Individual awareness of our interdependency is important not only to grasp the impact of climate change but also, as I suggested earlier, to find ways to address it as part of a global community. In other words, art and creativity can nurture mental agility and societal resilience to accelerating climate change, namely by imagining and implementing the lifestyle shifts that are needed to face the former.


Yet while this role is something that everyone who works in the cultural sector can understand intuitively, the truth is that it is difficult to find data to make this case. This is part of the mission of The Cornelius Arts Foundation. Having strong evidence of the multidimensional and crossover impact of art will allow the sector to argue more convincingly for its recognition by decision-makers as strategic and therefore generate more investment.


Q. The kind of civic activities the creative industries are generally equated with are movements and revolutions. Is that where this is heading?


Artists are by definition sensitive to subtle cultural shifts; this includes identifying emerging concerns, discussions and social movements. They may not always be at the inception of a revolution or radical change, but nonetheless visualise it, discuss it, reflect on it and materialise it.


In France, this was clear with the May 1968 street posters, which crystallised and galvanised the movement so well at the time and still resonate today. Artists are often seen as individualistic and lonely, in the romantic sense of it. But the nature of the sector is changing and there are many engaged initiatives (such as Occupy) that have included a substantial number of artists in the fabric of collective movements challenging the status quo.


This said, there are also some artist-led collectives piloting new ways of working together. One in the making is DECAL (Decentralised Arts Lab), whose agenda is to build fairer and more connected ecologies and economies for the arts. Understanding the ins and outs of our actions is critical to apprehend why e.g. collaborating on a project or recycling at home participates in a broader agenda, without which we cannot foster long-term social change. That is the case for artists as it is for any individual.


We need to respond to climate change not as a closed movement or via a one-time revolution but by implementing profound transformations to how we live and work together.


Q. You and I are fortunate enough to be the beneficiaries of a stable climate, whereas Africans are already having to contend with the spread of climate-linked diseases and rising heat-related morbidity and mortality. In the context of the issue, we’re the winners and they are losing. Can art be leveraged to help those on the losing side?


As you know, in both the medium- and the long-term we will all be losers. And we already see some signs of this danger in the northern hemisphere, where weather patterns have become gradually more extreme and the richness of the biosphere is in danger. Additionally, the massive migratory movements that are to be expected as a direct and indirect consequence of climate change also place the northern hemisphere under increased socio-political risk.

==============================

## Tasks and exercises
[1] From the interview on art and climate change, copy the passage starting with "In France, this" and going on through "the status quo.".
[2] According to the interview on art and climate change, what is the agenda of DECAL?
[3] The interview on art and climate change says artists may not always be at the inception of a revolution or radical change. List everything it says they nonetheless do with it.

==============================

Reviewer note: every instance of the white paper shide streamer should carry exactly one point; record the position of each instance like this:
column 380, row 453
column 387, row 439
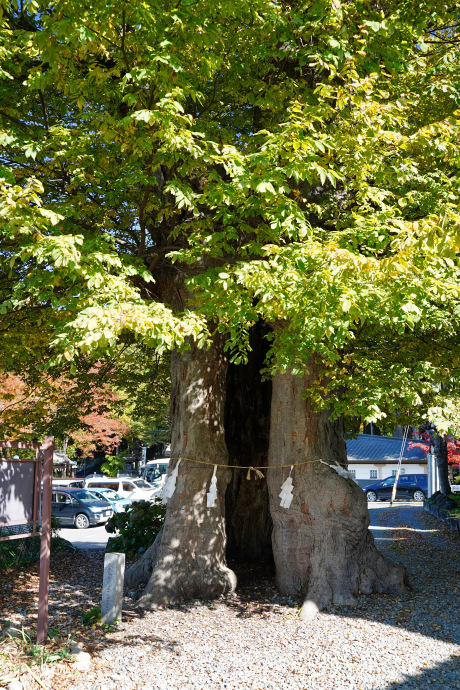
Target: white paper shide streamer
column 170, row 484
column 212, row 493
column 286, row 492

==============================

## Completed exercise
[1]
In France, this was clear with the May 1968 street posters, which crystallised and galvanised the movement so well at the time and still resonate today. Artists are often seen as individualistic and lonely, in the romantic sense of it. But the nature of the sector is changing and there are many engaged initiatives (such as Occupy) that have included a substantial number of artists in the fabric of collective movements challenging the status quo.

[2] DECAL's agenda is to build fairer and more connected ecologies and economies for the arts.

[3]
visualise it
discuss it
reflect on it
materialise it